#### [TASK REQUIREMENTS]
Copy the stretch of entries from the line containing "Challenge round — find the man's right" through the line containing "[538,160,667,241]", and give only those lines, with "jacket" replaced by "coat" everywhere and nothing else changed. Leave the pictures out.

#### [SUPPLIED RECORDS]
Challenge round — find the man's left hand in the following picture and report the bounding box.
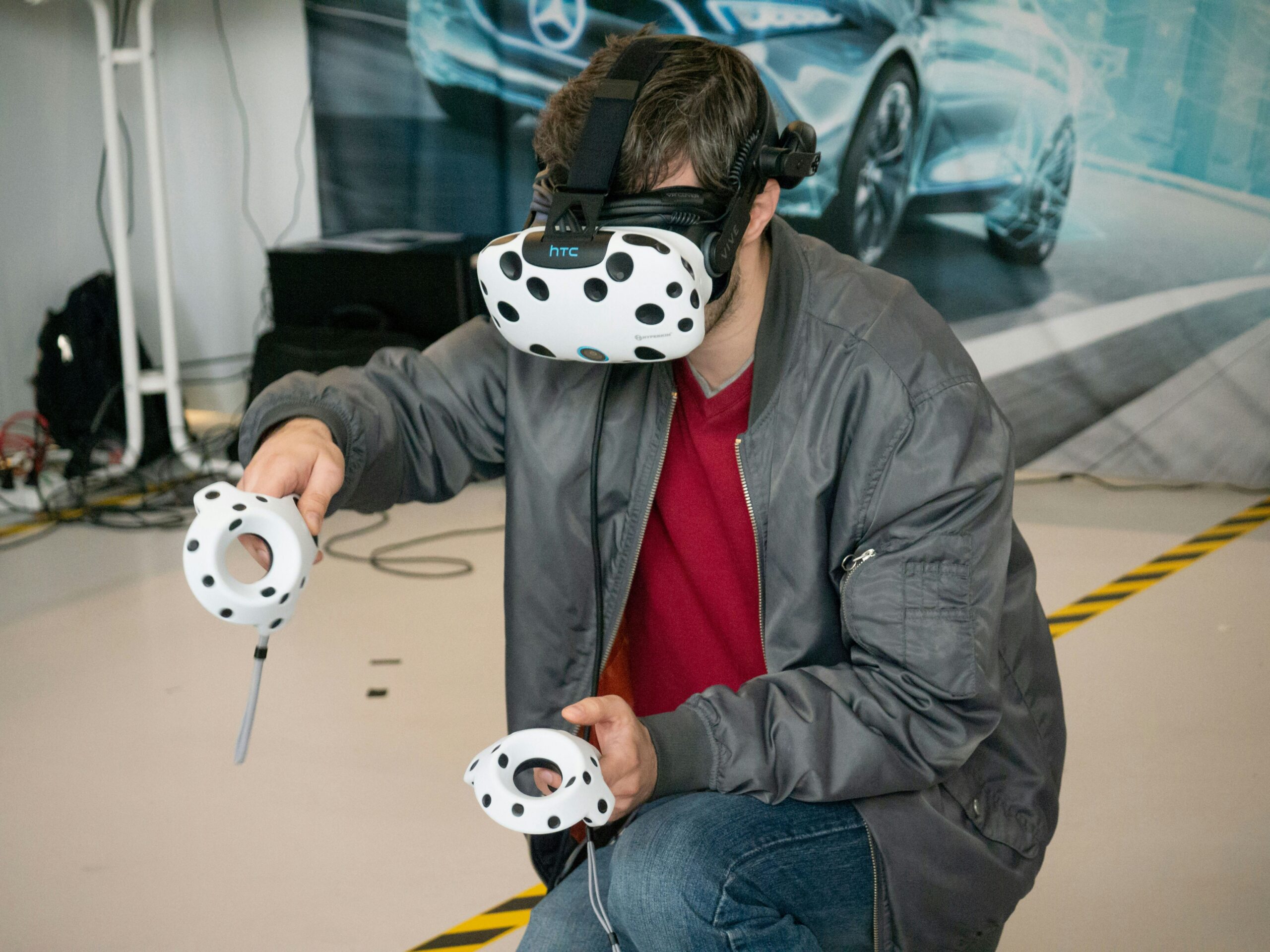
[560,694,657,820]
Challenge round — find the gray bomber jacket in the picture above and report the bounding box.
[241,218,1066,951]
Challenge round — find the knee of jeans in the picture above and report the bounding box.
[607,809,732,946]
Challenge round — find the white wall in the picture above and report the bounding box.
[0,0,319,419]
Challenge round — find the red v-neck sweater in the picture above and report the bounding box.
[612,360,767,717]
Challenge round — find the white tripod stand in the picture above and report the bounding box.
[88,0,241,476]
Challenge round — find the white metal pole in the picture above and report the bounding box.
[137,0,202,470]
[88,0,145,470]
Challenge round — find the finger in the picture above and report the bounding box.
[239,536,273,571]
[297,461,344,536]
[560,694,630,725]
[533,767,560,796]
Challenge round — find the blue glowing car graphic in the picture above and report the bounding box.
[409,0,1081,264]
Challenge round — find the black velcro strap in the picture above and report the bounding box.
[567,37,689,194]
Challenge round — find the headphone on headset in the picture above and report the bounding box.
[476,37,821,363]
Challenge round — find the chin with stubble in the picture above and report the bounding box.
[706,264,740,334]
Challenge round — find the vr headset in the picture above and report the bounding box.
[476,37,821,363]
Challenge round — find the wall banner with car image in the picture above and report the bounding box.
[306,0,1270,486]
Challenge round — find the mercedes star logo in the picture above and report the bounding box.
[530,0,587,50]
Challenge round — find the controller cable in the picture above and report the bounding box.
[581,364,621,952]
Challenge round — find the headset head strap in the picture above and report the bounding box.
[546,37,690,240]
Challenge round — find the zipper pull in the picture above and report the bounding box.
[842,548,878,585]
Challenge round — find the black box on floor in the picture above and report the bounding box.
[269,230,486,347]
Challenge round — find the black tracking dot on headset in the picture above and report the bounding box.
[605,251,635,281]
[635,304,665,324]
[622,235,671,255]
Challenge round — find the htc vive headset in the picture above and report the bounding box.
[476,37,821,363]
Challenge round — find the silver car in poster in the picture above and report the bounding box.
[409,0,1081,264]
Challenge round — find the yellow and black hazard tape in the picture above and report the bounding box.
[410,496,1270,952]
[410,884,547,952]
[1049,496,1270,639]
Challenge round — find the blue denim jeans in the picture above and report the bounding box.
[519,793,874,952]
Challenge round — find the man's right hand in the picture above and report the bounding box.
[238,416,344,569]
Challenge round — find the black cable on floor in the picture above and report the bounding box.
[322,513,504,579]
[1015,470,1270,495]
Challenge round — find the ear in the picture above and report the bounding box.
[740,179,781,246]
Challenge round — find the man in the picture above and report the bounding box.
[241,33,1064,952]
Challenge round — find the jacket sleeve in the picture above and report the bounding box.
[645,377,1014,802]
[239,317,507,513]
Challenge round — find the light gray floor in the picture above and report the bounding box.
[1032,320,1270,486]
[0,483,1270,952]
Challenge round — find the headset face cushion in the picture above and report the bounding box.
[476,227,711,363]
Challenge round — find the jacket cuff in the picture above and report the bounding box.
[640,706,714,798]
[239,400,348,463]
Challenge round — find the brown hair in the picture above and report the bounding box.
[533,27,761,194]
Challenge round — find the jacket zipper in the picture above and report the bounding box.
[735,437,771,671]
[860,822,879,952]
[842,548,880,952]
[594,390,680,691]
[842,548,878,587]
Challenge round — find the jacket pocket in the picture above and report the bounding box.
[903,558,979,700]
[941,753,1049,859]
[841,536,979,701]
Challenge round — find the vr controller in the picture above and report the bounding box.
[184,482,318,764]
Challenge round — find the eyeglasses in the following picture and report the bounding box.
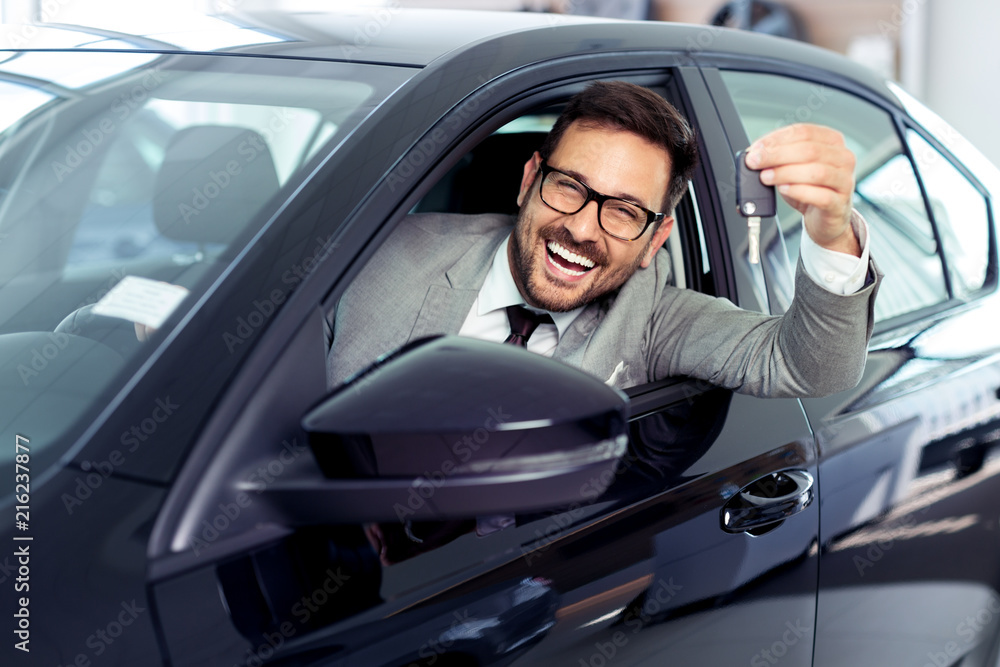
[538,160,667,241]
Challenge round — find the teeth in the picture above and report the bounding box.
[548,241,594,268]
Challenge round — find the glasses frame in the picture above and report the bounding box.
[538,160,667,242]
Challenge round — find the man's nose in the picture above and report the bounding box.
[565,199,603,243]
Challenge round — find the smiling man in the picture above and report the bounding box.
[328,82,879,396]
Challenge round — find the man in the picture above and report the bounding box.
[328,82,878,396]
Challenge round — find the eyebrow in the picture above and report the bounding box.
[549,163,656,213]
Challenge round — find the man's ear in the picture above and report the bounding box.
[517,151,542,206]
[639,216,674,268]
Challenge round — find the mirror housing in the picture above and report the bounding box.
[264,336,628,525]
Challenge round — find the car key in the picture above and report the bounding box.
[736,150,777,264]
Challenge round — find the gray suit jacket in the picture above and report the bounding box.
[328,214,878,396]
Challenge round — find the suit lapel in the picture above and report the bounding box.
[410,228,510,340]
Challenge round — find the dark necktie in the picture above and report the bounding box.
[504,306,553,348]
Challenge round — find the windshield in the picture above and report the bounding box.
[0,52,411,491]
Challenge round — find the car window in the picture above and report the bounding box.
[906,129,990,298]
[722,71,988,321]
[0,53,408,496]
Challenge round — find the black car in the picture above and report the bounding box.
[0,7,1000,667]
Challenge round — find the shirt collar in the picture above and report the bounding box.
[477,235,584,338]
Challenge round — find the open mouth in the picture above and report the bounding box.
[545,241,596,278]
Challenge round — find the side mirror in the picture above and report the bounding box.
[264,336,628,525]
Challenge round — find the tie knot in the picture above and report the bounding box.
[504,306,552,347]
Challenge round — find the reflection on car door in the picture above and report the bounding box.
[722,64,1000,666]
[145,65,819,666]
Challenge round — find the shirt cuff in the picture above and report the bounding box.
[799,210,868,295]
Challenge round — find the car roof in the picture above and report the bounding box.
[0,6,895,99]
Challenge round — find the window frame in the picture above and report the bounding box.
[703,61,1000,332]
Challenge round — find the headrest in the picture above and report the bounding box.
[153,125,278,243]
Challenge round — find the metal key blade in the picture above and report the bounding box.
[736,151,777,264]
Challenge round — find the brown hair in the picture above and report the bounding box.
[539,81,698,215]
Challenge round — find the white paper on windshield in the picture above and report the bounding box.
[93,276,188,329]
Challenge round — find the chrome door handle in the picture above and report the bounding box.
[720,470,814,534]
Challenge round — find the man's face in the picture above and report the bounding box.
[508,123,673,312]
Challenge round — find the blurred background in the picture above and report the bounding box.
[0,0,1000,165]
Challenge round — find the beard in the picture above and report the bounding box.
[508,202,653,313]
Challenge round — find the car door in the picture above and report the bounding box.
[150,53,819,665]
[713,67,1000,666]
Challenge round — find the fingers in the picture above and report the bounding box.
[746,123,855,254]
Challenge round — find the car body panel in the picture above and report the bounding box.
[0,8,1000,665]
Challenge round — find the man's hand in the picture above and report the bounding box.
[746,123,861,257]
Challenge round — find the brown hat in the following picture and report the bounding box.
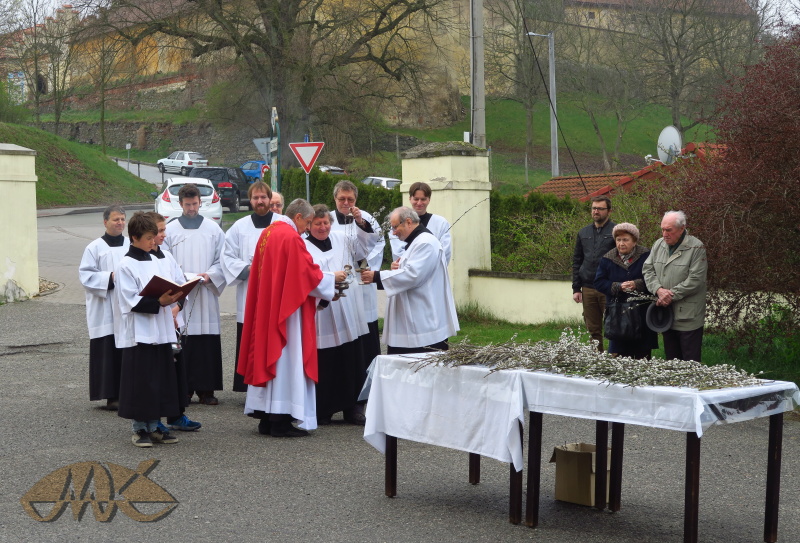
[611,222,639,241]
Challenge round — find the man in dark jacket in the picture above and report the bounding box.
[572,196,615,351]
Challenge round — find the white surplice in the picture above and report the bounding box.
[222,213,291,323]
[163,219,226,336]
[78,238,130,339]
[380,232,459,347]
[114,254,175,349]
[389,213,452,264]
[305,230,369,349]
[331,210,386,322]
[244,223,336,430]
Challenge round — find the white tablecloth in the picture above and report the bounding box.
[364,355,525,471]
[364,355,800,471]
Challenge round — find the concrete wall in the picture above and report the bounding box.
[0,143,39,302]
[469,270,583,324]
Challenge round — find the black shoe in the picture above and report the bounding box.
[131,430,153,447]
[269,422,308,437]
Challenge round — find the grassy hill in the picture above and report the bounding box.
[43,92,713,199]
[0,123,153,208]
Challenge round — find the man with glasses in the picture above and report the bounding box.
[222,181,289,392]
[572,196,616,351]
[269,191,283,214]
[361,207,459,354]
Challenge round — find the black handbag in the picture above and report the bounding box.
[603,298,644,341]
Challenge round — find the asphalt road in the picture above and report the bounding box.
[0,210,800,543]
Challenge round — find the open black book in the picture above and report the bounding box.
[139,275,203,302]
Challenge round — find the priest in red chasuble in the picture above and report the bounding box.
[237,199,346,437]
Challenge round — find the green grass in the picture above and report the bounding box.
[0,123,153,208]
[451,307,800,383]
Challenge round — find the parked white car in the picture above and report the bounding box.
[156,151,208,175]
[155,177,222,224]
[361,177,402,189]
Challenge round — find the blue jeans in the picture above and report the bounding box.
[131,419,158,433]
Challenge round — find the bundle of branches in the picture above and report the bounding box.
[414,328,765,390]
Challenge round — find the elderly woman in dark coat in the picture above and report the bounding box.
[594,222,658,358]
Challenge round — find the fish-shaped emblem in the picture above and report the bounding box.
[19,459,178,522]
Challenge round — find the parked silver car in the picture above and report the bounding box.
[155,177,222,224]
[156,151,208,175]
[361,177,402,189]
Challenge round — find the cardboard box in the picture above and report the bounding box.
[550,443,611,506]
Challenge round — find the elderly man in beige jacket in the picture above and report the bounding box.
[642,211,708,362]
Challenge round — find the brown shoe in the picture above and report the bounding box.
[199,392,219,405]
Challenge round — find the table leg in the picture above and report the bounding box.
[508,422,525,524]
[608,422,625,512]
[384,435,397,498]
[764,413,783,543]
[469,453,481,485]
[594,420,608,511]
[525,411,542,528]
[683,432,700,543]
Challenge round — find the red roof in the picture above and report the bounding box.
[533,173,628,198]
[533,143,725,202]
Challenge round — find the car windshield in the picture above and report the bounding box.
[191,168,228,183]
[169,185,214,198]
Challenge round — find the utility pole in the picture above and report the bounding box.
[469,0,486,148]
[528,32,561,177]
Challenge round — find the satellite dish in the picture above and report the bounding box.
[658,126,683,164]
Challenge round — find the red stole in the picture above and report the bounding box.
[236,221,322,387]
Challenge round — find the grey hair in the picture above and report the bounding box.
[392,206,419,224]
[103,204,125,221]
[333,181,358,198]
[284,198,314,220]
[664,211,686,228]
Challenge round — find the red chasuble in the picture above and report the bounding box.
[236,221,322,387]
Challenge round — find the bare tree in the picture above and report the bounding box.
[40,8,78,135]
[559,11,642,172]
[74,0,456,156]
[75,13,132,153]
[606,0,773,133]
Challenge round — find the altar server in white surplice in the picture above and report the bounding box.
[237,199,345,437]
[331,181,386,370]
[305,204,369,426]
[361,207,459,354]
[164,183,226,405]
[222,181,290,392]
[78,206,130,410]
[389,182,452,264]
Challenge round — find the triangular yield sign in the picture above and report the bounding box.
[289,141,325,173]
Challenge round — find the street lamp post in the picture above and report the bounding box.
[528,32,560,177]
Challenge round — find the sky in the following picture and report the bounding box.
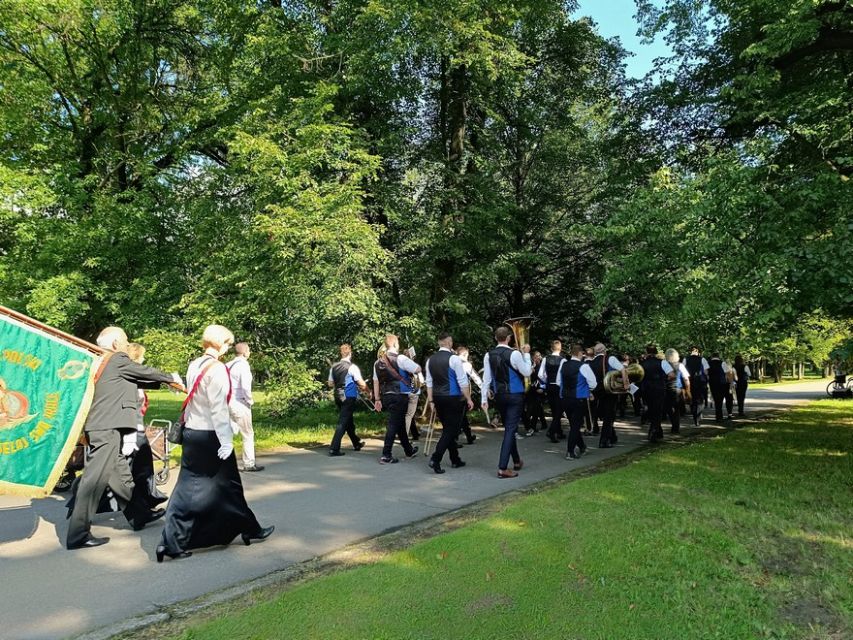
[572,0,670,78]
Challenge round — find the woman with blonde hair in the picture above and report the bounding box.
[156,324,275,562]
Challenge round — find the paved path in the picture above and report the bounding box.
[0,382,826,640]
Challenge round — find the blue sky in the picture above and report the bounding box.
[573,0,670,78]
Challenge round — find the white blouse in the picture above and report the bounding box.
[184,355,234,445]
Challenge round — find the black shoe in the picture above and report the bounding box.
[154,544,193,562]
[67,536,110,550]
[240,524,275,547]
[429,460,444,474]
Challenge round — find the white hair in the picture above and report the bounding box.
[201,324,234,349]
[97,327,127,351]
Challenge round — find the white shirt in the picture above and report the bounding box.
[462,360,483,387]
[426,347,468,389]
[373,349,420,380]
[480,344,533,403]
[329,356,364,384]
[226,356,255,407]
[557,356,598,392]
[184,356,234,445]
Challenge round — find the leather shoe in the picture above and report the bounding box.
[429,460,444,474]
[240,524,275,547]
[68,536,110,549]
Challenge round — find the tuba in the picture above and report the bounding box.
[602,362,646,394]
[504,316,533,391]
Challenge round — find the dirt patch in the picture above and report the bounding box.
[465,593,515,616]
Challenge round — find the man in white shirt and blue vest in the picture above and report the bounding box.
[481,327,533,478]
[426,333,474,473]
[327,344,367,457]
[226,342,264,471]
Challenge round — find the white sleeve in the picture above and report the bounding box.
[450,356,469,388]
[397,354,421,373]
[206,365,234,445]
[480,353,492,402]
[510,351,533,376]
[581,363,598,391]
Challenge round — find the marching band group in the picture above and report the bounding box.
[66,325,750,562]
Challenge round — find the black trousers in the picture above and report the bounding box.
[710,383,732,422]
[382,393,414,458]
[563,398,587,456]
[643,387,666,442]
[547,384,565,437]
[524,387,548,431]
[598,391,621,447]
[735,380,749,415]
[65,429,133,546]
[664,389,684,433]
[432,396,468,465]
[330,398,361,452]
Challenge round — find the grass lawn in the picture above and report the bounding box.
[163,400,853,640]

#### [TASK SOLUTION]
Challenge round — find the man's right hand in the picture above and report the bounding box.
[238,416,344,569]
Challenge round — find the black cable on floor in the picture above and report the bounding box.
[322,513,504,579]
[1015,470,1270,495]
Challenge round — find the ear in the picture above and report the bounding box.
[740,179,781,246]
Challenge round — find the man in the picture above and report the bounding box.
[241,33,1064,952]
Challenge round — find the coat sleeve in the picture above and report the bounding box.
[645,377,1014,802]
[239,317,507,513]
Challenge round — find the light gray floor in the picture above and report the bounding box.
[1032,320,1270,486]
[0,483,1270,952]
Challenge round — find the headset face cushion in the picture above and report the bounding box.
[476,227,711,363]
Challenge round — find the coat cuff in the picture above and report the bounding box.
[640,706,714,798]
[239,400,348,463]
Challenge round — find the brown hair in the picture above and report the bounding box.
[533,27,761,194]
Challenge round — find the coat zipper in the picture above and report the bounding box.
[735,437,771,671]
[860,822,879,952]
[842,548,880,952]
[594,390,680,691]
[842,548,878,587]
Challenge round — find the coat pocket in the picture above and report the bounding box.
[903,558,979,700]
[941,753,1049,859]
[841,536,979,701]
Challenge round — find the vr controller in the picture above and report the bounding box.
[184,482,318,764]
Challenge round — find the eyeglasses in the following picture and report the bounding box.
[538,160,667,241]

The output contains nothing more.